**PROBLEM STATEMENT**
Set down exactly the lines in the records below that run from the line with "Each <instance> block closes" to the line with "box: [145, 55, 161, 72]", inclusive, and nothing more.
########################################
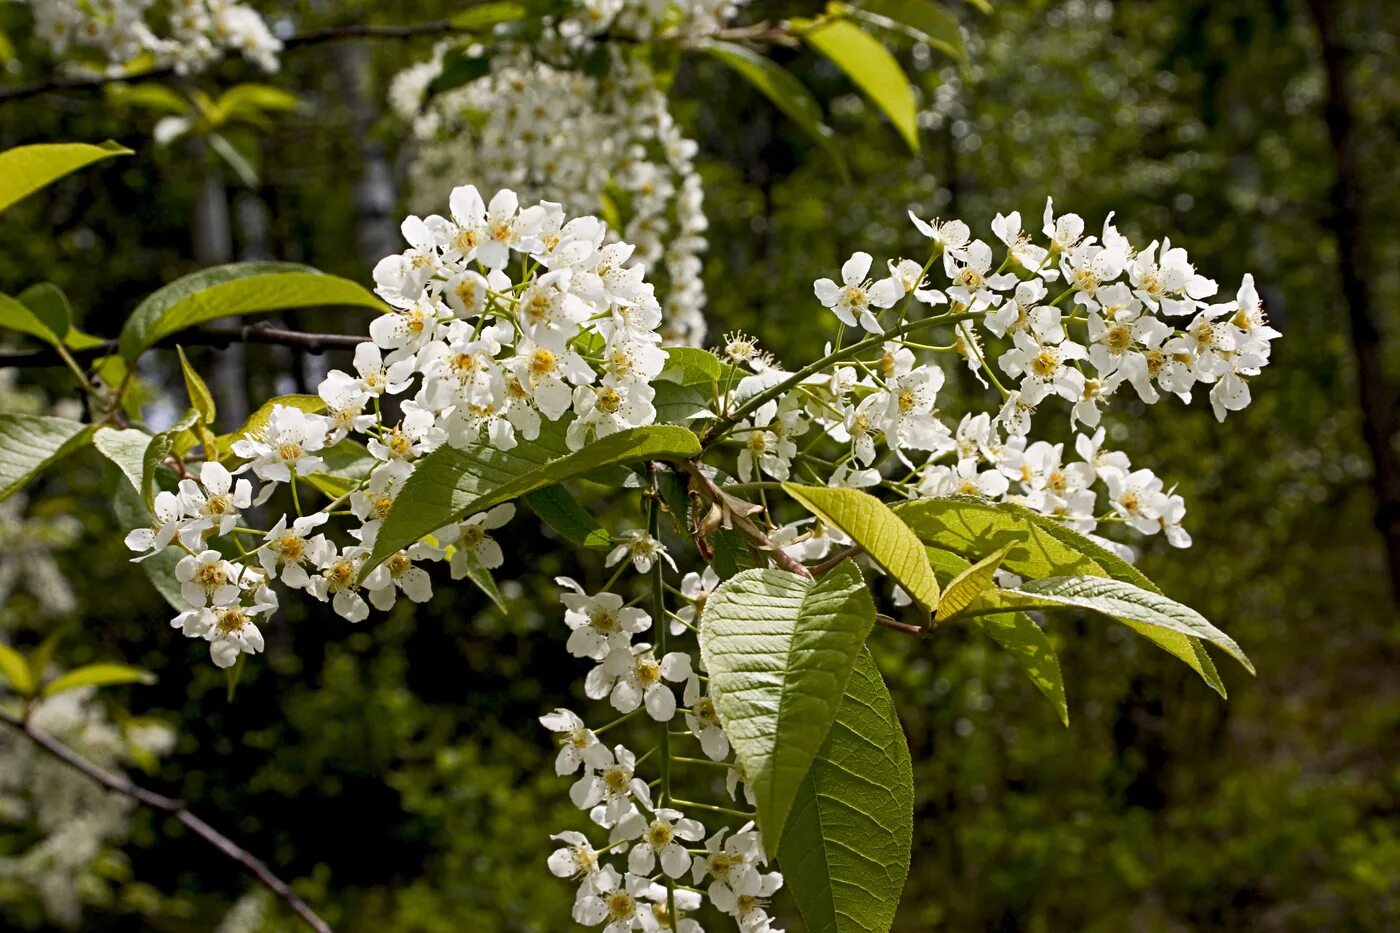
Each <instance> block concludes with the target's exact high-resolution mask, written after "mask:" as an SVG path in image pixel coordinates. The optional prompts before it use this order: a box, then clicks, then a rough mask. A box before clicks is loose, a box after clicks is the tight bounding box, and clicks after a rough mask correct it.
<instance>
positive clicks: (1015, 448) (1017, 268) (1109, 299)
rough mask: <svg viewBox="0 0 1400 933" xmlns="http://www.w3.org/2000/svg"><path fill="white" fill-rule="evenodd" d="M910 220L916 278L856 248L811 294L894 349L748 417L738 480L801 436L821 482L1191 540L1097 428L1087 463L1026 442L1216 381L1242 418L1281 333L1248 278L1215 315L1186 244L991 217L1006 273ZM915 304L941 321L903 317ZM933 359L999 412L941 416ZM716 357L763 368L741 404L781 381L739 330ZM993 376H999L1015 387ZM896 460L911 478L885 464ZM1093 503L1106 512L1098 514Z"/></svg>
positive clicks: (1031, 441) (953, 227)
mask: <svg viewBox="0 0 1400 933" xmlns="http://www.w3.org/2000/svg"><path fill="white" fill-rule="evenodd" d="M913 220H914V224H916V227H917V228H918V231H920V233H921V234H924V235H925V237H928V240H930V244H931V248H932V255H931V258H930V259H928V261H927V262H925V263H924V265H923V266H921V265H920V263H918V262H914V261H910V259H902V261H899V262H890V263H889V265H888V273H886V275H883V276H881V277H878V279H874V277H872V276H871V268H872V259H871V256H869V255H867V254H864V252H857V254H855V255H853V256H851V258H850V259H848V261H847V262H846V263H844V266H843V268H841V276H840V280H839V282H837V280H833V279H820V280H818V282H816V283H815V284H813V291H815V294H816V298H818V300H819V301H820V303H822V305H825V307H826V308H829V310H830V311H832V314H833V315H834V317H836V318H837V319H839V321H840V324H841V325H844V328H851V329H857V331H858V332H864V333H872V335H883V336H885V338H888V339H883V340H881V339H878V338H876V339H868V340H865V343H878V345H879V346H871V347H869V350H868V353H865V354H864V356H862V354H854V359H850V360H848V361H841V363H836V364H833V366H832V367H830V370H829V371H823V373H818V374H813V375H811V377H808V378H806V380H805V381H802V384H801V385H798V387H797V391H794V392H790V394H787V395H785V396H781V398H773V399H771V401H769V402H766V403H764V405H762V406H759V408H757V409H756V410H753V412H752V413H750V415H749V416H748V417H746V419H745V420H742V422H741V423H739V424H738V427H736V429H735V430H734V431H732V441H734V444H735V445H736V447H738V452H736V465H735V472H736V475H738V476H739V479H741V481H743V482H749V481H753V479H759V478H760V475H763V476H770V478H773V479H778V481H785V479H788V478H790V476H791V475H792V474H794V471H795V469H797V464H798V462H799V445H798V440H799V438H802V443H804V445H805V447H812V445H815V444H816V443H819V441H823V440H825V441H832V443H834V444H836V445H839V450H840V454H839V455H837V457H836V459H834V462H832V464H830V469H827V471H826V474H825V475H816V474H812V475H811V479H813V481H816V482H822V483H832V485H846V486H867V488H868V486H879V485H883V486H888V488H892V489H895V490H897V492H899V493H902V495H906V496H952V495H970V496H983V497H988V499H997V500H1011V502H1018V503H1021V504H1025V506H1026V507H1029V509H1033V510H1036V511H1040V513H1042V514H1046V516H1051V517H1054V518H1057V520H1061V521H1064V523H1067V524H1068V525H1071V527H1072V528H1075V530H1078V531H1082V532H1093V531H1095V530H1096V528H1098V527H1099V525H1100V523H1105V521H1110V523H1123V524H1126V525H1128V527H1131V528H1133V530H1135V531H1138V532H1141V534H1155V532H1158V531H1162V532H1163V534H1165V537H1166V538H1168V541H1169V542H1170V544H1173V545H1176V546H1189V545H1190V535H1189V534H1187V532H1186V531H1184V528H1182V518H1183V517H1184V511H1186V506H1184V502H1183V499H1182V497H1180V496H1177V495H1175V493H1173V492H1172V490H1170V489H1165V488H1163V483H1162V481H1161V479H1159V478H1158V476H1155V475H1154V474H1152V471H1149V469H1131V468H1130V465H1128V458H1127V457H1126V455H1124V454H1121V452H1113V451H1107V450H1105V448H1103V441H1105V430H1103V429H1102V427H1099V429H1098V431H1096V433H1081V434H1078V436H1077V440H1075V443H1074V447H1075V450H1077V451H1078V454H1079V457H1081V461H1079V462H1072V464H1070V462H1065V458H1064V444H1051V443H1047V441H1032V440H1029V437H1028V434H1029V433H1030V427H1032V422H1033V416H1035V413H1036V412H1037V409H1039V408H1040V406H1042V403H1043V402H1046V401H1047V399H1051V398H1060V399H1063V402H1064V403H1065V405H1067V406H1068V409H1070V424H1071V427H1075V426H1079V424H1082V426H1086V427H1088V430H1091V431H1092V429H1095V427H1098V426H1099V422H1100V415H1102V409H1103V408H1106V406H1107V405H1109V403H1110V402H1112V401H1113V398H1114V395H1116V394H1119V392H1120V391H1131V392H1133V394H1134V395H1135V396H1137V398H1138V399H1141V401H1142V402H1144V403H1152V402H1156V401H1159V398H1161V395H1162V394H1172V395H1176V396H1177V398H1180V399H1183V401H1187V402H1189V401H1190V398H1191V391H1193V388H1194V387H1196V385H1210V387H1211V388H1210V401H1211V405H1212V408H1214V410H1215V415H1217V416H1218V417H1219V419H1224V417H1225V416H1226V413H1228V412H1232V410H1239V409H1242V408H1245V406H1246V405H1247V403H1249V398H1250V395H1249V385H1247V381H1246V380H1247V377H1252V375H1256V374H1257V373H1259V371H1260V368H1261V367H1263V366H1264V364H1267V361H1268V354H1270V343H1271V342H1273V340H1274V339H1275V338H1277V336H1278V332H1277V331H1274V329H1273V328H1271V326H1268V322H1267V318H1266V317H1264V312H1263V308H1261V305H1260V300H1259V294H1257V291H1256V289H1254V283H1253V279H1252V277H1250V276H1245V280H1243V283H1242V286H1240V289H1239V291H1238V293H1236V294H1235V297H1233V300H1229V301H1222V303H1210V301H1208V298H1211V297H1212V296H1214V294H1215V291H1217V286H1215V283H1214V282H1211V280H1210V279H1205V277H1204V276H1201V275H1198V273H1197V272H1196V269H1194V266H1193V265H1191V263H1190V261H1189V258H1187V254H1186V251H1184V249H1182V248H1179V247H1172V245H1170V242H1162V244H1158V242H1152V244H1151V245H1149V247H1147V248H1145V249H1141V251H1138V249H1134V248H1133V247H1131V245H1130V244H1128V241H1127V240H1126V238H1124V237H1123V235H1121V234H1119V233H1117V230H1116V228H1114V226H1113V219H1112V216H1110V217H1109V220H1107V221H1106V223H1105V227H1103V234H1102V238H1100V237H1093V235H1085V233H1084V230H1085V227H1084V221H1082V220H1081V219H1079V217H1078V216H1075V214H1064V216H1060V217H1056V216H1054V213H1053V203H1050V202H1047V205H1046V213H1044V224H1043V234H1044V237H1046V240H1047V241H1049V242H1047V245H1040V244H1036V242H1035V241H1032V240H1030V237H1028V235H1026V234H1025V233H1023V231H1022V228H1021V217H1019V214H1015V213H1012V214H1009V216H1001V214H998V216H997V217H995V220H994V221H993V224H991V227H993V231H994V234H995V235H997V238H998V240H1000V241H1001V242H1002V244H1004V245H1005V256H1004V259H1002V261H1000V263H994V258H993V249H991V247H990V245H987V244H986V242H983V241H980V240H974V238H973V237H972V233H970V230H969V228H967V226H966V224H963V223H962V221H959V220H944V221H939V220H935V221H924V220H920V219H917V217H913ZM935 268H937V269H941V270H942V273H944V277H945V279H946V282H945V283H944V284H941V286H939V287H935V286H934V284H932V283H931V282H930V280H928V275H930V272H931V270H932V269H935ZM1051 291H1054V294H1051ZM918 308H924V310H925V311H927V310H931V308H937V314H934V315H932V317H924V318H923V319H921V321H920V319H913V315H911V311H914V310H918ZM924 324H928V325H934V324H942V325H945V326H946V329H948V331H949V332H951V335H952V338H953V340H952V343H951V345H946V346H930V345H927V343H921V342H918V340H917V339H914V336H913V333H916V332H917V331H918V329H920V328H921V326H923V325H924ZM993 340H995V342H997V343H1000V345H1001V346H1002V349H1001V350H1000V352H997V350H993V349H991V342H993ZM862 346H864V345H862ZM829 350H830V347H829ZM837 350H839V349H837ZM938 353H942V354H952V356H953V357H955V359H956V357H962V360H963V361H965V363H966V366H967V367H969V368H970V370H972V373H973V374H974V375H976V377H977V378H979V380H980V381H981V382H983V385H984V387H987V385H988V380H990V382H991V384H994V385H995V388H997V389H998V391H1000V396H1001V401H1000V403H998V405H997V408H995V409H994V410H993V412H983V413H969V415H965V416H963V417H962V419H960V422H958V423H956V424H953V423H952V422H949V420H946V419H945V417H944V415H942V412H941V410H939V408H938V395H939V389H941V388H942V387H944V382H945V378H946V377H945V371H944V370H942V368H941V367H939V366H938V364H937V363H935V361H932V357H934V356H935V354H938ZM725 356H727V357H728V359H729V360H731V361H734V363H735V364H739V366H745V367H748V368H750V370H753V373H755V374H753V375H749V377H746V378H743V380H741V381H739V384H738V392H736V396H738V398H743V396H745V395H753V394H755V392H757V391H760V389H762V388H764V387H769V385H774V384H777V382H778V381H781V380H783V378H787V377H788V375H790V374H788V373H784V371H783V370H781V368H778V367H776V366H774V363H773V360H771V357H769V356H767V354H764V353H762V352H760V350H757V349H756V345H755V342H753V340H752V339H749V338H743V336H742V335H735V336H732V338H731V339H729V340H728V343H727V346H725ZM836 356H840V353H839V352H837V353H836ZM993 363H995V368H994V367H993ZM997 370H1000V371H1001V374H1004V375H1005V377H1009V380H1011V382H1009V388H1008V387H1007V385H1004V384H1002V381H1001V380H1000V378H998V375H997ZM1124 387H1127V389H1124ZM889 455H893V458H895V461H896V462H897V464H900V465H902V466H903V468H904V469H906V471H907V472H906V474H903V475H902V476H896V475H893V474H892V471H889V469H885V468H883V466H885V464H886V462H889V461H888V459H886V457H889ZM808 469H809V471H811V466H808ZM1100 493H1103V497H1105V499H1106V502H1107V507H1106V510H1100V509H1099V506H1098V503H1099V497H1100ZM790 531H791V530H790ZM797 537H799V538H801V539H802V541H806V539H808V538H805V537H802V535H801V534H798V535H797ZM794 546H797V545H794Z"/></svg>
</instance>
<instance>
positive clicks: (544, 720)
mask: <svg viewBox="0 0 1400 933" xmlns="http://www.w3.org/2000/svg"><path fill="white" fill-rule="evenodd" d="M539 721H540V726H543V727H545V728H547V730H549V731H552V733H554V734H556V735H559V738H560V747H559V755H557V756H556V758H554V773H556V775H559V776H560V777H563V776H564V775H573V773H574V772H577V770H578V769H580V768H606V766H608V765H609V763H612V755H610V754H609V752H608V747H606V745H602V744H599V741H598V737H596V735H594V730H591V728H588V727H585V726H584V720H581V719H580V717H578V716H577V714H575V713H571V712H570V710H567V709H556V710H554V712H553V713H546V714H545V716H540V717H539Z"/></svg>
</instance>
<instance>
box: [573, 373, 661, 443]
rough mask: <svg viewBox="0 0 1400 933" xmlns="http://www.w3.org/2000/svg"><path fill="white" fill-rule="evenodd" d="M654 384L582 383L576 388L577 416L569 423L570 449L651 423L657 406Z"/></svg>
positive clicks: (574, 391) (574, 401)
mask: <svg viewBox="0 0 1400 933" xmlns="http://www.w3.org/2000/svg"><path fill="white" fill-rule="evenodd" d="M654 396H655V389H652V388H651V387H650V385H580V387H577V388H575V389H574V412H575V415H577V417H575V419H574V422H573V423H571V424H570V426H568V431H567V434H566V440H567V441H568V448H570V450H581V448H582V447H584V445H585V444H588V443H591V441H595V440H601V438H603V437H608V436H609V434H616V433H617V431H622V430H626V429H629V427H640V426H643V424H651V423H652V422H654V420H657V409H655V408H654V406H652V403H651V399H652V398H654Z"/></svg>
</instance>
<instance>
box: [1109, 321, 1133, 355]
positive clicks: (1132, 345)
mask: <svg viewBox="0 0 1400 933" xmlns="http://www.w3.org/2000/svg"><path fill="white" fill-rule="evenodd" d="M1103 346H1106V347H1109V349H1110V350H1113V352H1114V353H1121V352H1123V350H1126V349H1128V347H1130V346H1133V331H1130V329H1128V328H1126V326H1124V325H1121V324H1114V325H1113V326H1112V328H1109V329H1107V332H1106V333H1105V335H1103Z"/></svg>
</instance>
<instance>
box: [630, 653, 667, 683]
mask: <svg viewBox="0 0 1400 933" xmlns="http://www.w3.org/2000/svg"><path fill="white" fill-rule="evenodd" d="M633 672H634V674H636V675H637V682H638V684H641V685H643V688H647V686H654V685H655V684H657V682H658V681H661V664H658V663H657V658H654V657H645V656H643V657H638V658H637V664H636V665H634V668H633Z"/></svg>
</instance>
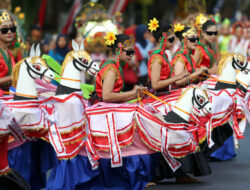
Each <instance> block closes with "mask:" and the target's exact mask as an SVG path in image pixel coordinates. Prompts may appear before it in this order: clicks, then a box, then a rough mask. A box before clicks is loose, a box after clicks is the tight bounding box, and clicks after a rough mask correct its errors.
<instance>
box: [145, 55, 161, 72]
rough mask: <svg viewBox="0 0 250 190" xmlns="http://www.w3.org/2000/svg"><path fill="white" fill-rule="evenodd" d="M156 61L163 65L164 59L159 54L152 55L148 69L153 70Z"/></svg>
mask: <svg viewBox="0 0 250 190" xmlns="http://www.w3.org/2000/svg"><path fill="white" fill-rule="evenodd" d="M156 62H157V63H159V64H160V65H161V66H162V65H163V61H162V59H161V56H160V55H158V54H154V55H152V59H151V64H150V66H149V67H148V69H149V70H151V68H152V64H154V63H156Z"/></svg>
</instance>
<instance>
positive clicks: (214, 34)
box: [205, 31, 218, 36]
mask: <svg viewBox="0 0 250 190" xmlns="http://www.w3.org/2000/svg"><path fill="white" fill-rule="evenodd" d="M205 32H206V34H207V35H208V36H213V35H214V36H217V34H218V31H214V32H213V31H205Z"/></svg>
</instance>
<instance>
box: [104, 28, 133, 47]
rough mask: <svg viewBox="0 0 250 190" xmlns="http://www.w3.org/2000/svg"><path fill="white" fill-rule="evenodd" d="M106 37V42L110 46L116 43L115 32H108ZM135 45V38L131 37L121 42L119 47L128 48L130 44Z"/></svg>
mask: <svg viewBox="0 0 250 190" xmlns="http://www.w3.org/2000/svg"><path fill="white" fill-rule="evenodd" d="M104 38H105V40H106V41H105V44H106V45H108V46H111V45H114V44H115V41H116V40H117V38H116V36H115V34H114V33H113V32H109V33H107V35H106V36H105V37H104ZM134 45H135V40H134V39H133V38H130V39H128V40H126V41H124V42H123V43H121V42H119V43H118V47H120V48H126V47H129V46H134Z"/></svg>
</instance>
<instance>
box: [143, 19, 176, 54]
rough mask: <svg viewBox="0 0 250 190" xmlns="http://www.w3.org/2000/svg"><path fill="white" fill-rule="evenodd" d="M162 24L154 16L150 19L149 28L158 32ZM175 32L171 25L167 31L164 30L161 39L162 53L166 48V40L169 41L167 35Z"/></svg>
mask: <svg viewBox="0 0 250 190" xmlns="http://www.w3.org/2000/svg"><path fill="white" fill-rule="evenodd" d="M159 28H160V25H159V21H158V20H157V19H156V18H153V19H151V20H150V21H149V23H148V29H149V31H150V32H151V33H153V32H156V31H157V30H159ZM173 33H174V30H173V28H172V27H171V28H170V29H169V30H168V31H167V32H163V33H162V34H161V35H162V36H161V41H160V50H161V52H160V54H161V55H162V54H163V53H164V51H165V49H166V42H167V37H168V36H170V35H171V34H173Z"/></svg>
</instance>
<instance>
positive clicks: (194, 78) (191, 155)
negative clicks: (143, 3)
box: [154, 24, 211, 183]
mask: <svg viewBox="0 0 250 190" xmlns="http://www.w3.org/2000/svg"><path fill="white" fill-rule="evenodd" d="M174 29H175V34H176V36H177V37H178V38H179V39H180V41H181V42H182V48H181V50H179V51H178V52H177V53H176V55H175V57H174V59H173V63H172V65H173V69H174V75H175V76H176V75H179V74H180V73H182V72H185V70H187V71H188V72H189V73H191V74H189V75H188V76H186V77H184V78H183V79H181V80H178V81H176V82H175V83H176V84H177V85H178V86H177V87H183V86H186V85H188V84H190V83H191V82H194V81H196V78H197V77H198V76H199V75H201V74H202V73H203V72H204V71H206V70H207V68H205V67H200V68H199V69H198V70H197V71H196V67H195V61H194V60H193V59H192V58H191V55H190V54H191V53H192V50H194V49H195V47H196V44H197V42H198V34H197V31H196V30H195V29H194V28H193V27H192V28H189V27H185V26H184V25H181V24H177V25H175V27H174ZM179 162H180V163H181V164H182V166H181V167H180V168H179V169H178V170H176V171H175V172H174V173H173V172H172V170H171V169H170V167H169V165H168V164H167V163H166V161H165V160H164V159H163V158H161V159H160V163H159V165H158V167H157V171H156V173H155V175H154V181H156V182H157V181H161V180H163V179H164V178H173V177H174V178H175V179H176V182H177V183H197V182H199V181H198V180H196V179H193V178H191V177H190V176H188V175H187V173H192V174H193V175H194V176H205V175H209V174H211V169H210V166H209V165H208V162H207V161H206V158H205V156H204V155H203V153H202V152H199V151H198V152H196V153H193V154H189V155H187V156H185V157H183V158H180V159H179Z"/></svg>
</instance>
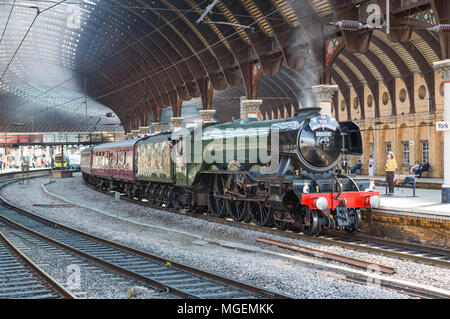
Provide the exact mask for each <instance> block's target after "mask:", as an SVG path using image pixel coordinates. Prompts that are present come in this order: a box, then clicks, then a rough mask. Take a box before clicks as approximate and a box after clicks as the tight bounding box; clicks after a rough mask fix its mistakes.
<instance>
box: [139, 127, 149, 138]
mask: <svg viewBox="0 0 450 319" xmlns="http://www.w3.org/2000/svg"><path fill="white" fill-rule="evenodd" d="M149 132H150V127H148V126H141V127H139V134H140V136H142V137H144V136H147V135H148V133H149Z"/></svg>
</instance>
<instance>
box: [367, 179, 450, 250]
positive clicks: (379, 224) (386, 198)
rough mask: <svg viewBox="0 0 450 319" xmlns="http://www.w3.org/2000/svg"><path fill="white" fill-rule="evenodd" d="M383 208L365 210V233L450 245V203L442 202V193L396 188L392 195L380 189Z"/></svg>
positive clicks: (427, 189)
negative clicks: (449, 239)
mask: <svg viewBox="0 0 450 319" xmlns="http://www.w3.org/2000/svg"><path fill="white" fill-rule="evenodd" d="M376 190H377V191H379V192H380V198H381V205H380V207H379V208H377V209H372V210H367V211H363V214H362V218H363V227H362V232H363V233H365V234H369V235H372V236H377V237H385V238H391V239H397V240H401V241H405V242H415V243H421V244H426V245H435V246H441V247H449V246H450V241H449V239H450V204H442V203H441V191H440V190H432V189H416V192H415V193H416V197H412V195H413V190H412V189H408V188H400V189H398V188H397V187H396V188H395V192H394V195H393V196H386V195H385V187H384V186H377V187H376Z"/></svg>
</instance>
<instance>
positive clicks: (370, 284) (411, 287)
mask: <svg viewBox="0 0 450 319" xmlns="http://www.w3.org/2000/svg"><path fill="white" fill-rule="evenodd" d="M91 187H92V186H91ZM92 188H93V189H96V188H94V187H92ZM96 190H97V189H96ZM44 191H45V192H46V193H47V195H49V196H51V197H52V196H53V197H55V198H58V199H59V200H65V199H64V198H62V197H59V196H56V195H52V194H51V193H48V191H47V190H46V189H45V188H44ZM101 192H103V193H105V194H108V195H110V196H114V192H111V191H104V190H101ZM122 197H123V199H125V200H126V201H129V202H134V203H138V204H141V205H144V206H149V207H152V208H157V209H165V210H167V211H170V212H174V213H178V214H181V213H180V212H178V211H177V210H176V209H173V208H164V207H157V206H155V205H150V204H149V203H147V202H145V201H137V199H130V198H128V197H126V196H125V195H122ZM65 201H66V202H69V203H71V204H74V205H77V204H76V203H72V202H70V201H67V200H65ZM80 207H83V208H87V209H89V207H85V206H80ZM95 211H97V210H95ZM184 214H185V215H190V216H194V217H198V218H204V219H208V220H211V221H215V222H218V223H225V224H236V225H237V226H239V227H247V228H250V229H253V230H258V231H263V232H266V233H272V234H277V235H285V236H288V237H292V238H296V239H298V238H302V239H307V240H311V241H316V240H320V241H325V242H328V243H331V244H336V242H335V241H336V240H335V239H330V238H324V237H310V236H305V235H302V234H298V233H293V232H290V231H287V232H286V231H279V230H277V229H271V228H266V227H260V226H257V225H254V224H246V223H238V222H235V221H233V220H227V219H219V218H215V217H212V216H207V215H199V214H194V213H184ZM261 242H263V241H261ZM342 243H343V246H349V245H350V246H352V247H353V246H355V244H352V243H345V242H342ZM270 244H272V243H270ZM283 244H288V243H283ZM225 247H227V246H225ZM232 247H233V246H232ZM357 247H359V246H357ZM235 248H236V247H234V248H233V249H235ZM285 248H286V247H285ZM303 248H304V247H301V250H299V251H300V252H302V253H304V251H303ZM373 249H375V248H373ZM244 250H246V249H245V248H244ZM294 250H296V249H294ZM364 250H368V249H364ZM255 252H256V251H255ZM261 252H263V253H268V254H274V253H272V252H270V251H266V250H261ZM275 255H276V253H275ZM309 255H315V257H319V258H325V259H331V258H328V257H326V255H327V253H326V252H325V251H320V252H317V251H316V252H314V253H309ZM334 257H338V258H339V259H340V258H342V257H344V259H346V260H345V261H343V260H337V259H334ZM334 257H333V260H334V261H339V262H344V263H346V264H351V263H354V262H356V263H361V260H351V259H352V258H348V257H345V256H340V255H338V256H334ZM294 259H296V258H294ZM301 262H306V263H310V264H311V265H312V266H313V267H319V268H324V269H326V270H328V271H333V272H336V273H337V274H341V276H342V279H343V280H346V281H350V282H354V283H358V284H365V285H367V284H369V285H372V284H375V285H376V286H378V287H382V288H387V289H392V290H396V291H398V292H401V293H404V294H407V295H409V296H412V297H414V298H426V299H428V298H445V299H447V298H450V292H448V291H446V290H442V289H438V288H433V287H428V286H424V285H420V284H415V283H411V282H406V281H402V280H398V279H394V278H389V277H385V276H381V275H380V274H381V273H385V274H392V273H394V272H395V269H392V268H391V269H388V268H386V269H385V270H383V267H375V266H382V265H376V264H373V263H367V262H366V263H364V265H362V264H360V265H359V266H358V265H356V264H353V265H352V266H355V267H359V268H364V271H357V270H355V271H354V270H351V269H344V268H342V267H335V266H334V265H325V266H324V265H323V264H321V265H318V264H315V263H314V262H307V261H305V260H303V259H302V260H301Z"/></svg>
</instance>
########################################
**THE ANSWER**
Each <instance> block closes with "mask:" and the target's exact mask as an SVG path in image pixel coordinates. Prompts may appear before it in this order: clicks, then a box, then a rough mask. A box before clicks is loose, a box after clicks is the tight bounding box, and clicks after a rough mask correct its errors.
<instance>
box: [145, 55, 161, 72]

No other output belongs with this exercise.